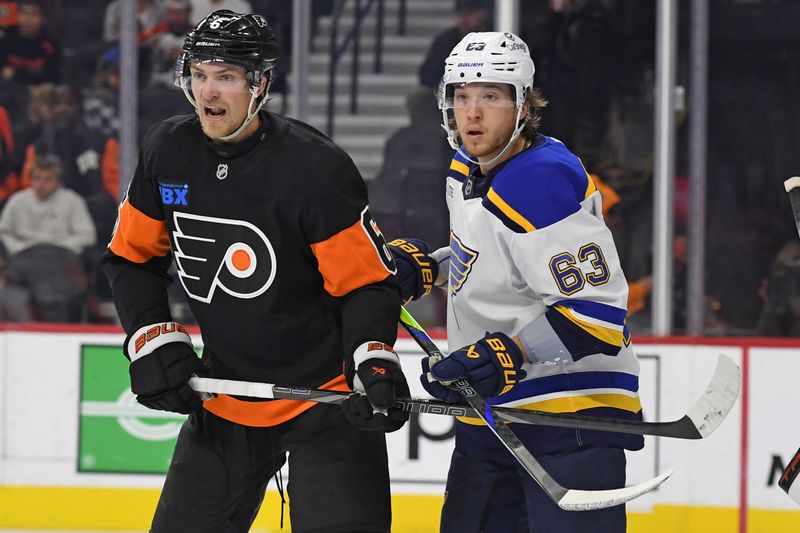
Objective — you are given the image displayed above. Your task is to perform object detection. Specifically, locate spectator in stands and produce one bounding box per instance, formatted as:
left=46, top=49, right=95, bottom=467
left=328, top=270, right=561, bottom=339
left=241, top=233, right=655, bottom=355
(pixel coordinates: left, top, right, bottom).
left=0, top=154, right=96, bottom=257
left=0, top=0, right=19, bottom=39
left=369, top=87, right=453, bottom=327
left=0, top=154, right=96, bottom=322
left=8, top=83, right=56, bottom=170
left=22, top=85, right=119, bottom=242
left=756, top=238, right=800, bottom=337
left=83, top=47, right=120, bottom=139
left=419, top=0, right=493, bottom=89
left=191, top=0, right=253, bottom=24
left=0, top=0, right=61, bottom=85
left=0, top=106, right=19, bottom=209
left=103, top=0, right=162, bottom=44
left=369, top=87, right=453, bottom=248
left=142, top=0, right=194, bottom=88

+++++

Your objective. Print every one of the lines above verbatim, leaving out the pictures.

Exercise response.
Objective — you are given the image displayed above. Your task is to perform object detection. Specifically, locate spectator in stands and produce one bounding box per instance, formatted as:
left=46, top=49, right=95, bottom=467
left=328, top=270, right=561, bottom=339
left=241, top=233, right=655, bottom=355
(pixel coordinates: left, top, right, bottom).
left=0, top=154, right=96, bottom=257
left=0, top=0, right=19, bottom=39
left=369, top=87, right=453, bottom=327
left=0, top=154, right=96, bottom=322
left=8, top=83, right=56, bottom=170
left=22, top=85, right=119, bottom=242
left=756, top=238, right=800, bottom=337
left=83, top=47, right=120, bottom=139
left=419, top=0, right=493, bottom=89
left=191, top=0, right=253, bottom=24
left=0, top=0, right=61, bottom=85
left=0, top=106, right=19, bottom=209
left=103, top=0, right=162, bottom=44
left=369, top=87, right=453, bottom=248
left=142, top=0, right=194, bottom=88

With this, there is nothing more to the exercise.